EXCERPTED PASSAGE >>
***

Mr McMULLAN (9:43 PM) —I recall my colleague and predecessor in this role, the member for Hotham, saying when he first spoke in these circumstances that being manager of opposition business was what he called `an interesting new role'. I have to say that I wish I had recalled that a little more starkly before I accepted it when the Leader of the Opposition offered it to me, because it is one of those things that you call interesting because it means it is going to give you a very hard time. But it is an important part of the function, and I am enjoying doing it.

We in the opposition thought that the experience of losing all those seats would have been a chastening one and that we would have seen the government come back with a new resolve to be cooperative and to make the parliament work smoothly and harmoniously. It does not seem to have worked that way. Why am I not surprised? I have the vague feeling that a few people might say that when we used to be the government it was not very different. I am shocked that anybody would even contemplate that it could have been like that under the leadership of the House of the now member for Brand. It is just beyond belief that he would have behaved in such a manner. My only excuse and plea in mitigation is that, all the time we were the government, I was in the Senate. I was not responsible for any of those prior outrages, so I can take a suitably sanctimonious attitude towards them when they are perpetrated upon me.

We never had the opportunity to do it when I was manager of government business in the Senate. The laws of arithmetic run very strongly in the Senate. There is a phrase about people having greatness thrust upon them, but in the Senate you have cooperativeness thrust upon you by the proliferation of minor parties with whom you have to deal. We see this place operating slightly differently. I cannot pretend to be amazed, but next year we are determined that we will make our impact upon this place and the way it works. We will seek to be as cooperative as possible, but we will not be cooperative in a way that sees our rights trammelled. It is our ambition to be an effective and cooperative opposition because the higher standing the parliament is held in, the better it is for our democracy and for all of us who work in it, but there is only so much that we are prepared to pay for it.

I want to respond to this extraordinarily generous contribution to my art collection by the Leader of the House. I have not quite worked out in which room to hang it—or which way.


Mr Reith —A cupboard will do.


Mr McMULLAN —There would not be room in my cupboard—and I know that Tim Fischer shares this experience—as, having been the Minister for Trade, it is absolutely full of things that you would never want to display but you cannot throw away because somebody who thought it was very important and valuable gave it to you somewhere and you cannot afford to have it turn up on the rubbish tip, so I have cupboards full of them. I do not know where I am going to put this, but I am, I suppose I should say, duly grateful.

The Leader of the House is a very interesting person to work with. As he says, correctly, I was shadow minister for industrial relations from March 1996 until the last election, so we worked not exactly closely together, but on intersecting orbits. We therefore met often and it was, I have to say, on all of those occasions as fruitless as it has been in my time doing it as the Manager of Opposition Business. He is the only person I have ever known who found being described as `amiably useless' a compliment, but this is the way in which our negotiations go, and I suppose it is better than being antagonistically useless!

***

DATA >>
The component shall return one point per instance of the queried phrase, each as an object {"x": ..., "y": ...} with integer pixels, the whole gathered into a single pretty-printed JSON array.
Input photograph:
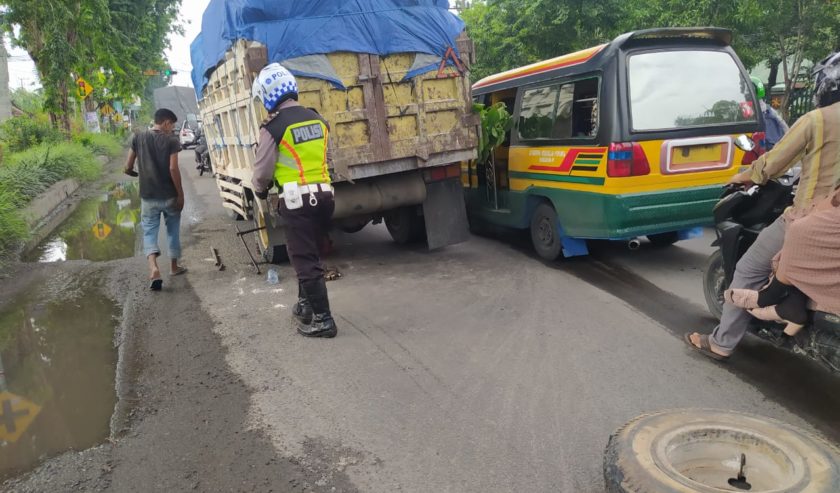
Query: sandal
[
  {"x": 705, "y": 347},
  {"x": 742, "y": 298},
  {"x": 770, "y": 314}
]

***

INSTRUCTIONS FOR THE TASK >> Please copy the stretch of the parliamentary speech above from "We never had" through "pay for it.", word for word.

EXERCISE RESULT >>
We never had the opportunity to do it when I was manager of government business in the Senate. The laws of arithmetic run very strongly in the Senate. There is a phrase about people having greatness thrust upon them, but in the Senate you have cooperativeness thrust upon you by the proliferation of minor parties with whom you have to deal. We see this place operating slightly differently. I cannot pretend to be amazed, but next year we are determined that we will make our impact upon this place and the way it works. We will seek to be as cooperative as possible, but we will not be cooperative in a way that sees our rights trammelled. It is our ambition to be an effective and cooperative opposition because the higher standing the parliament is held in, the better it is for our democracy and for all of us who work in it, but there is only so much that we are prepared to pay for it.